___ Source

Skip to content

Accla/d4m

Repository files navigation

NOTE: This is the Accumulo 1.6.0+ version.
*This build will not work against Accumulo 1.5 and previous.*

%%%%%%%%%%%%%%%%%%%%%%%%%%%%%%%%%%%%%%%%%%%%%%%%%%%%%%%%
% D4M: Dynamic Distributed Dimensional Data Model
% Architect: Dr. Jeremy Kepner ([email protected])
% MIT Lincoln Laboratory
%%%%%%%%%%%%%%%%%%%%%%%%%%%%%%%%%%%%%%%%%%%%%%%%%%%%%%%%
% (c) <2010> Massachusetts Institute of Technology
%%%%%%%%%%%%%%%%%%%%%%%%%%%%%%%%%%%%%%%%%%%%%%%%%%%%%%%%

1. INTRODUCTION

  D4M is a library that allows unstructured data to be represented
as triples in sparse matrices (Associative Arrays) and can be
manipulated using standard linear algebraic operations.
Using D4M it is possible to construct advanced analytics
with just a few lines of code.

______

Objective 1:
Reproduce the D4M readme word for word, in full.
The D4M readme and the entries below it have no connection to each other.

___ Material provided

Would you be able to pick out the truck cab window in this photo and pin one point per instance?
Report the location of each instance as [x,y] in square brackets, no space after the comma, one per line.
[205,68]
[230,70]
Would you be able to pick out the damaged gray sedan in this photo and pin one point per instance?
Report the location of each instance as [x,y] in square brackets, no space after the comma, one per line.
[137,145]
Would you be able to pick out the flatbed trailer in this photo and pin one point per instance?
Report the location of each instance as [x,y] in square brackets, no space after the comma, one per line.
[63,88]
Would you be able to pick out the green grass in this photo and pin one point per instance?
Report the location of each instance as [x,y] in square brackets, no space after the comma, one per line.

______

Objective 2:
In the entries, begin at the line that contains "Would you be able to pick out the flatbed" and stop after the final line of the entries. Write out every line in that span, requests included, adding 53 to each number in the answer coordinates.

Full answer 1:
Skip to content

Accla/d4m

Repository files navigation

NOTE: This is the Accumulo 1.6.0+ version.
*This build will not work against Accumulo 1.5 and previous.*

%%%%%%%%%%%%%%%%%%%%%%%%%%%%%%%%%%%%%%%%%%%%%%%%%%%%%%%%
% D4M: Dynamic Distributed Dimensional Data Model
% Architect: Dr. Jeremy Kepner ([email protected])
% MIT Lincoln Laboratory
%%%%%%%%%%%%%%%%%%%%%%%%%%%%%%%%%%%%%%%%%%%%%%%%%%%%%%%%
% (c) <2010> Massachusetts Institute of Technology
%%%%%%%%%%%%%%%%%%%%%%%%%%%%%%%%%%%%%%%%%%%%%%%%%%%%%%%%

1. INTRODUCTION

  D4M is a library that allows unstructured data to be represented
as triples in sparse matrices (Associative Arrays) and can be
manipulated using standard linear algebraic operations.
Using D4M it is possible to construct advanced analytics
with just a few lines of code.

Full answer 2:
Would you be able to pick out the flatbed trailer in this photo and pin one point per instance?
Report the location of each instance as [x,y] in square brackets, no space after the comma, one per line.
[116,141]
Would you be able to pick out the green grass in this photo and pin one point per instance?
Report the location of each instance as [x,y] in square brackets, no space after the comma, one per line.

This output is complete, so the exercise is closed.